*Problems to solve*.
**a)** In the passage on preparing for death, what phrase names the denial stage?
**b)** Say whether each statement agrees with the passage on preparing for death, answering yes or no and quoting the deciding words: (i) Every client goes through all five stages. (ii) Anger is described as a normal and healthy reaction. (iii) In the acceptance stage, dying people may seem emotionally detached.
**c)** Pull out the part of the passage on preparing for death that begins at the words "Death can occur" and stops after the words "are described below.".

*Selected extract*.
=== Section Start ===

Death can occur suddenly and without warning, or it can be expected. Older people, or people with terminal illnesses, may have time to prepare for death. A terminal illness is a disease or condition that will eventually cause death. Preparing for death is a process that affects the dying person’s emotions and behavior.
Dr. Elisabeth Kubler-Ross researched and wrote about the process of dying. Her book, On Death and Dying, describes five stages that dying people and their families or friends may experience before death. Not all clients go through all the stages. Some may stay in one stage until death occurs. Clients may move back and forth between stages during the process. These five stages are described below.
- Denial. People in the denial stage may refuse to believe they are dying. They often believe a mistake has been made. They may talk about the future and avoid any discussion about their illnesses. This is the “No, not me” stage.
- Anger. Once they start to face the possibility of their death, people become angry that they are dying. Anger is a normal and healthy reaction. The caregiver must learn not to take anger personally. This is the “Why me?” stage.
- Bargaining. Once people have begun to believe that they really are dying, they may make promises to God or somehow try to bargain for their recovery. This is the “Yes me, but…” stage.
- Depression. As dying people become physically weaker and symptoms of the illness get worse, they may become deeply sad or depressed. They may cry or withdraw or be unable to perform even simple activities. They need physical and emotional support. Listen to and be understanding of clients.
- Acceptance. Most people who are dying are eventually able to accept death and prepare for it. They may make plans for their last days or for the ceremonies that may follow. At this stage, people who are dying may seem emotionally detached.

=== Section End ===

*Dataset*.
=== Section Start ===

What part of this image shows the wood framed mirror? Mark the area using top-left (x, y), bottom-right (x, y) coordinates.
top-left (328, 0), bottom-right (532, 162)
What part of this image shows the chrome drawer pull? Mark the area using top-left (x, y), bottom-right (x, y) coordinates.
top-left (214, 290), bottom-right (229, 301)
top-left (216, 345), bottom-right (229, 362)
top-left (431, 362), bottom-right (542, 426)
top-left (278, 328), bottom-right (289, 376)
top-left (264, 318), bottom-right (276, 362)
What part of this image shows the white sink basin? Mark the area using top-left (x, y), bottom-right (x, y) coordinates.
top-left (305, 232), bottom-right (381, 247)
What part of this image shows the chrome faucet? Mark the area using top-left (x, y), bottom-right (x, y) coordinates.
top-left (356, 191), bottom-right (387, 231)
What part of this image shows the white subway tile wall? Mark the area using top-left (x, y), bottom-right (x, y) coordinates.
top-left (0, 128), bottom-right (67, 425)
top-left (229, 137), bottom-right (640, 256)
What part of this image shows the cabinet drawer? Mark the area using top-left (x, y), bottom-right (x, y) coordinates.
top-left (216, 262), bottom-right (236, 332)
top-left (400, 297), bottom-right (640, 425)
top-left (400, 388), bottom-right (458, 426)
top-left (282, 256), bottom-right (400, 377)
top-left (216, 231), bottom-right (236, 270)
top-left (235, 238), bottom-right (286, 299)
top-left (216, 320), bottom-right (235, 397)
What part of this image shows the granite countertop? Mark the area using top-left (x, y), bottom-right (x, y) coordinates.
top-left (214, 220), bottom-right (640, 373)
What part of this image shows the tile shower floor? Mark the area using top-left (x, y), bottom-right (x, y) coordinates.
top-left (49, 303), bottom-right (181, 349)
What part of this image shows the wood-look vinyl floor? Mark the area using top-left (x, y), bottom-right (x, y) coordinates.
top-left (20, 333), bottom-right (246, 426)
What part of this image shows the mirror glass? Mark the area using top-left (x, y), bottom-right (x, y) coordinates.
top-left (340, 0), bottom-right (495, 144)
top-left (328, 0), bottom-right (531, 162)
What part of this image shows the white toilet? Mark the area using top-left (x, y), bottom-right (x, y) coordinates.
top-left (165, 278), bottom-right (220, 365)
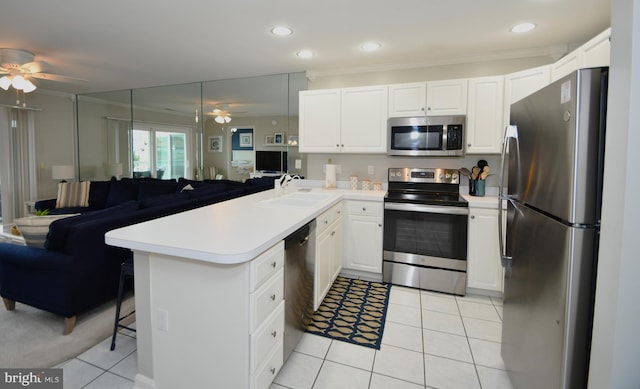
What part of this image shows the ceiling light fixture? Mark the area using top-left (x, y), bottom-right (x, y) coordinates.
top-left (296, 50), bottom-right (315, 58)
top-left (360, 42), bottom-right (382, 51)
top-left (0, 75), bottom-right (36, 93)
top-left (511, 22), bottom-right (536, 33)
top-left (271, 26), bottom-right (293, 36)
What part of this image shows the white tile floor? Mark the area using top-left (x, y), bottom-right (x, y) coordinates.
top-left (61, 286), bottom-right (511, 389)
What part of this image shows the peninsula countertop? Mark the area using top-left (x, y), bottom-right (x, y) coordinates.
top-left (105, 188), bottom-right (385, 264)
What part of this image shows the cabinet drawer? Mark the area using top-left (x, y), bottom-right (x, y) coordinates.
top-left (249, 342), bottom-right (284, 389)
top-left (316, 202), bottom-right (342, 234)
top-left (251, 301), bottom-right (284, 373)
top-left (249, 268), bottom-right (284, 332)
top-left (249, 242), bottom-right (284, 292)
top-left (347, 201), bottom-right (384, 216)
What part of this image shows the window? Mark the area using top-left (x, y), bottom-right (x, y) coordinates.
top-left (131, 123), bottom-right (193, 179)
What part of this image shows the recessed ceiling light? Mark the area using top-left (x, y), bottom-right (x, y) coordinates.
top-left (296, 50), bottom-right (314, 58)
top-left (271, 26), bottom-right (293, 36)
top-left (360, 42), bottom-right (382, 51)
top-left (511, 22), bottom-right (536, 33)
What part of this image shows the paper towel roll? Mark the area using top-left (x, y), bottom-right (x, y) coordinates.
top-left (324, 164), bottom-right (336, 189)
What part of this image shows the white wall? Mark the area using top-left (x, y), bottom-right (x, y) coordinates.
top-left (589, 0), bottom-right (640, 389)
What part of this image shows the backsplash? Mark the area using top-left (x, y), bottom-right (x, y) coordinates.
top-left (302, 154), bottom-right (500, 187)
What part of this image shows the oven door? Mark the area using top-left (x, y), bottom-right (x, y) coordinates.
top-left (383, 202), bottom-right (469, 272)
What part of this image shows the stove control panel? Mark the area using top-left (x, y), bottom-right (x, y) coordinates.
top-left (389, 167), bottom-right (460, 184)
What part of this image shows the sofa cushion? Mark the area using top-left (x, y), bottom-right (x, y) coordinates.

=== Section End ===

*Solutions to the exercise*.
**a)** The "No, not me" stage.

**b)**
(i) No: "Not all clients go through all the stages."
(ii) Yes: "Anger is a normal and healthy reaction."
(iii) Yes: "At this stage, people who are dying may seem emotionally detached."

**c)**
Death can occur suddenly and without warning, or it can be expected. Older people, or people with terminal illnesses, may have time to prepare for death. A terminal illness is a disease or condition that will eventually cause death. Preparing for death is a process that affects the dying person’s emotions and behavior.
Dr. Elisabeth Kubler-Ross researched and wrote about the process of dying. Her book, On Death and Dying, describes five stages that dying people and their families or friends may experience before death. Not all clients go through all the stages. Some may stay in one stage until death occurs. Clients may move back and forth between stages during the process. These five stages are described below.